═════ DATA EXCERPTS
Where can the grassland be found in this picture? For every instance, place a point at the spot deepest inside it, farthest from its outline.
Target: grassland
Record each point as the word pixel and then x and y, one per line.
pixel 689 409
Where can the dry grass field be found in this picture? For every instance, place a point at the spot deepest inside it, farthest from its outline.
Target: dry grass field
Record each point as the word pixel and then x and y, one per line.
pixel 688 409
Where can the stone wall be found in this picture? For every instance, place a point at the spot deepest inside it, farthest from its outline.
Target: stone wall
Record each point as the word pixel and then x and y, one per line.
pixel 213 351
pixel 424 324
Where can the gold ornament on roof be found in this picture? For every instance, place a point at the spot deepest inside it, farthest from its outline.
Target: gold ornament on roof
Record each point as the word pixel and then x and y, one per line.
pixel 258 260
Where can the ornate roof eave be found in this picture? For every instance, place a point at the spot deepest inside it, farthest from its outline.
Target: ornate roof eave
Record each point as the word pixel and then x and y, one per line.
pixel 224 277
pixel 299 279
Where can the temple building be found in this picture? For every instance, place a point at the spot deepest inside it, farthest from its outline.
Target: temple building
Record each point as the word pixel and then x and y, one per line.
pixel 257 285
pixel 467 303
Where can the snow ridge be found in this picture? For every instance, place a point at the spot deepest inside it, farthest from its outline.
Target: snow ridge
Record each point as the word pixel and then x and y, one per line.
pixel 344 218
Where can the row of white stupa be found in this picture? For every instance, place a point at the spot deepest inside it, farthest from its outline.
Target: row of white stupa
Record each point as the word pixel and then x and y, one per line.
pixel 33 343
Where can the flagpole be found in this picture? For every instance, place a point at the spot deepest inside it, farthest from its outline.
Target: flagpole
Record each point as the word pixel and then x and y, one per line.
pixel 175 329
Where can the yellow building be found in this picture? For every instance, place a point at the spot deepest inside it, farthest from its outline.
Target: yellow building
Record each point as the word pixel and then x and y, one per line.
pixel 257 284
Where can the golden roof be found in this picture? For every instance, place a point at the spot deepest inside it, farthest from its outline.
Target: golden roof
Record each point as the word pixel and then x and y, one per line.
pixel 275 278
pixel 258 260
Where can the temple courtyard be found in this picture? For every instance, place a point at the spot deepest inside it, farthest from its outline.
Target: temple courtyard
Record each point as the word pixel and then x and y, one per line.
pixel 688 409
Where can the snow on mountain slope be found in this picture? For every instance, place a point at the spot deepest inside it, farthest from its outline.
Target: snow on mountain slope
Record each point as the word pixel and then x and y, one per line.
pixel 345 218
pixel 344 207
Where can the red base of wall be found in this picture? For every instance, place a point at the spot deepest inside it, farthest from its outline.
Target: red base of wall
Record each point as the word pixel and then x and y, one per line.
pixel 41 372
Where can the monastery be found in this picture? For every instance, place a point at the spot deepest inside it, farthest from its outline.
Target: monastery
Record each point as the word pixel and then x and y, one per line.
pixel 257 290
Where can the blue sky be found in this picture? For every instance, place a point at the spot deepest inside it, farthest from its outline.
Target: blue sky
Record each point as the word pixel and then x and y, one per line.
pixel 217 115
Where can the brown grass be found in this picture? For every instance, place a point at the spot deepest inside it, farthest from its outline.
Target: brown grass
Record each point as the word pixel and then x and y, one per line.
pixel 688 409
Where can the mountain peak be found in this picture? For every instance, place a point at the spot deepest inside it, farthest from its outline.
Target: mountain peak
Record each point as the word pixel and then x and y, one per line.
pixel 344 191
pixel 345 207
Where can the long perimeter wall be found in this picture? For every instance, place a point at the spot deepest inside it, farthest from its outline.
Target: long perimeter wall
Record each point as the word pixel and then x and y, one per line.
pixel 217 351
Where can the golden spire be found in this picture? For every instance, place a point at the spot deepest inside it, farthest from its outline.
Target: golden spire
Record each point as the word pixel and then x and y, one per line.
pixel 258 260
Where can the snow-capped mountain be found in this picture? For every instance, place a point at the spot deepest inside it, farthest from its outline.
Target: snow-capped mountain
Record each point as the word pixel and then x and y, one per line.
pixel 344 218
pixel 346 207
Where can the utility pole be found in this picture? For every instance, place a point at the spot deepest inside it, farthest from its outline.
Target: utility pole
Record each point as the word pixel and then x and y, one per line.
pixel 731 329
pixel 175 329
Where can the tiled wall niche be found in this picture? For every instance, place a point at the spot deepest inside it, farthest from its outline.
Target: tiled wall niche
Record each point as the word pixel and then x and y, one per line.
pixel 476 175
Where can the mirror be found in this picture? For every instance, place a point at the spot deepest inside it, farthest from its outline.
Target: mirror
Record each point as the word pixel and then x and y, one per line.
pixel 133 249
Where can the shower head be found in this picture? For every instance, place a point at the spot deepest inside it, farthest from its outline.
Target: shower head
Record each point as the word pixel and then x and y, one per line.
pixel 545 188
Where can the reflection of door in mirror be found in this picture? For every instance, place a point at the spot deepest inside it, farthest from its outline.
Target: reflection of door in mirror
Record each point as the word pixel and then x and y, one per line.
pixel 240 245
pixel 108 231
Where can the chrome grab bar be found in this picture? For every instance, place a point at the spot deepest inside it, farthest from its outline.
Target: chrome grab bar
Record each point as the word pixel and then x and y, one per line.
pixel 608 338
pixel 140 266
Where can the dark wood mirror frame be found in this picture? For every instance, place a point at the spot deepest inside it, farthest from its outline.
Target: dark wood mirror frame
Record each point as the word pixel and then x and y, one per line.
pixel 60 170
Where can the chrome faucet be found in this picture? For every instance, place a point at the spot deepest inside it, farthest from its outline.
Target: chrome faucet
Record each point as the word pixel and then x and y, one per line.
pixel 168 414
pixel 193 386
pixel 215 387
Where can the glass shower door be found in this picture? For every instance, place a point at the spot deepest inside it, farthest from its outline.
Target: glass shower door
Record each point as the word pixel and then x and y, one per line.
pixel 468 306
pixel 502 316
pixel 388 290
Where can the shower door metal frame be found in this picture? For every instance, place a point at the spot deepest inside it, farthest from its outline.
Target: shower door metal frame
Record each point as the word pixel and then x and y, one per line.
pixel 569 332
══════════
ACTIVITY | Reproduce the whole of the records exactly, so that no line differs from the source above.

EXERCISE SOLUTION |
Where can the grassland be found in this picture? For every instance, place a point at the spot deepest inside it, farthest from its outline.
Target: grassland
Record each point as the word pixel and then x and y, one per line.
pixel 689 409
Where can the dry grass field be found in this picture? For every instance, place a point at the spot deepest inside it, farthest from its outline.
Target: dry grass field
Record each point as the word pixel and then x and y, one per line.
pixel 688 409
Where can the stone wall be found in this picture? For every instance, place a point at the spot deepest inside it, farthest from its outline.
Target: stone wall
Record each point as the word pixel and then x and y, one per line.
pixel 213 351
pixel 424 324
Where can the gold ornament on roof be found in this picture? For every instance, place a point at the spot deepest inside it, farthest from its outline.
Target: gold ornament on roof
Record each point as the word pixel and then x and y, one per line.
pixel 258 260
Where can the ornate roof eave be found in this picture? For every instance, place a point at the spot deepest inside it, farthest from its outline.
Target: ornate roof eave
Record each point as the word pixel and then x and y, one per line.
pixel 224 277
pixel 299 279
Where can the temple building be found in this picture? For every instance, place a point at the spot deepest inside it, farthest from its outline.
Target: temple building
Record each point as the word pixel and then x and y, one per line.
pixel 257 285
pixel 467 303
Where can the snow ridge be found in this picture? For every instance, place a point at the spot deepest inside it, farthest from its outline.
Target: snow ridge
Record each point as the word pixel and then x and y, one per line.
pixel 344 218
Where can the row of white stupa be found in this picture? For every instance, place a point at the spot deepest inside it, farthest from its outline.
Target: row of white stupa
Record each point as the word pixel and then x and y, one per line.
pixel 33 343
Where can the flagpole be found in this picture? For every instance, place a point at the spot deepest inside it, farthest from its outline.
Target: flagpole
Record each point as the word pixel and then x and y, one per line.
pixel 175 329
Where can the yellow building be found in this picture? For every instance, place a point at the spot deepest inside it, farthest from its outline.
Target: yellow building
Record each point as the word pixel and then x and y, one per line.
pixel 257 284
Where can the golden roof be found in this picture? For every instance, place a point at the spot deepest inside it, farthest from its outline.
Target: golden roof
Record each point as the word pixel and then x and y, one per line.
pixel 275 278
pixel 258 260
Where can the temple courtyard be found in this picture? For every instance, place a point at the spot deepest inside it, farthest from its outline.
Target: temple courtyard
Record each point as the word pixel and then x and y, one per line.
pixel 688 409
Where can the snow on mountain slope be found in this picture? For every instance, place a point at the spot deepest inside it, farthest from its outline.
Target: snow on mountain slope
Record each point as the word pixel and then x and y, one per line.
pixel 345 218
pixel 344 207
Where can the red base of wall be found in this picture? For every instance, place a point at the spot deepest inside it, farthest from its outline.
Target: red base of wall
Record each point as the word pixel and then x and y, one per line.
pixel 41 372
Where can the monastery be found in this picture? For every instance, place a point at the spot deepest inside it, farthest from its outline.
Target: monastery
Record each point as the word pixel and then x and y, one per line.
pixel 257 290
Where can the blue sky be found in this picture? For every instance, place a point at the spot deepest inside it, farthest from its outline.
Target: blue sky
Record each point as the word pixel and then x and y, one per line.
pixel 217 115
Where can the brown grass be found in this picture? For every instance, place a point at the spot deepest inside it, farthest from its outline.
Target: brown grass
Record each point as the word pixel and then x and y, one per line.
pixel 688 409
Where can the mountain peak be found in this picture? For every instance, place a point at the spot deepest inside it, farthest from its outline.
Target: mountain peak
Record each point as the word pixel and then x and y, one per line.
pixel 344 191
pixel 345 207
Where can the long perimeter wall be found in this picture? For every instance, place a point at the spot deepest inside it, farthest from its outline.
Target: long perimeter wall
Record each point as the word pixel and then x and y, one per line.
pixel 217 351
Where can the golden spire be found in this picture? For every instance, place a point at the spot deepest inside it, farthest from its outline.
Target: golden spire
Record each point as the word pixel and then x and y, one per line.
pixel 258 260
Where can the snow-capped mountain be found in this picture? For every instance, place a point at the spot deepest inside it, farthest from its outline.
Target: snow-capped mountain
Record each point as the word pixel and then x and y, one per line.
pixel 344 218
pixel 346 207
Where can the utility pole be found in this picture? For every instance, place a point at the spot deepest inside it, farthest from its outline.
Target: utility pole
Record each point as the word pixel and then x and y, one per line.
pixel 731 329
pixel 175 329
Where can the tiled wall niche be found in this picture? For every instance, place a point at the spot deepest inside it, farthest from its outline.
Target: tiled wall niche
Record each point as the word pixel and then x and y, one per line.
pixel 476 175
Where can the mirror be found in this picture? For every instance, place a point at the spot deepest inside it, farthest from its outline.
Target: mirror
Record each point as the word pixel and then x and y, one per line.
pixel 133 249
Where can the shower head be found in this picture? For every instance, place a point at the spot deepest inside it, farthest from its outline.
Target: shower head
Record each point as the word pixel and then x and y, one per line.
pixel 545 188
Where can the reflection of door in mirror be found in this picture? For every instance, place a point at the spot deepest inside it, farthest from its outline.
Target: reflection of door in mirror
Record each point as the word pixel and then x and y, one per line.
pixel 240 245
pixel 108 231
Where can the chrome grab bar be found in this picture? For every instance, place a point at the spot deepest inside it, farthest from its outline.
Target: chrome grab bar
Record each point as the word pixel and then x and y, one per line.
pixel 608 338
pixel 140 266
Where can the dark wood mirror frame be found in this picture? For every instance, place a point at the spot deepest inside it, farthest from its outline.
Target: dark wood mirror frame
Record each point as the word pixel and then x and y, one per line.
pixel 60 170
Where can the chrome faucet be found in this picture? For every instance, place a point at the spot deepest inside it, farthest from its outline.
Target: chrome faucet
Record each point as the word pixel and then x and y, one per line.
pixel 168 414
pixel 193 386
pixel 215 387
Where can the glass shower door be found in this picture? For every instance, place a point at the spot deepest inside it, farthest from its outline.
Target: glass shower door
Record each point as the word pixel and then x and y, one per line.
pixel 468 306
pixel 502 316
pixel 388 290
Where can the shower door metal frame be found in this picture? For every instance, place a point at the spot deepest inside it, farthest from its outline.
Target: shower door metal frame
Record each point as the word pixel and then x and y, one per line.
pixel 569 332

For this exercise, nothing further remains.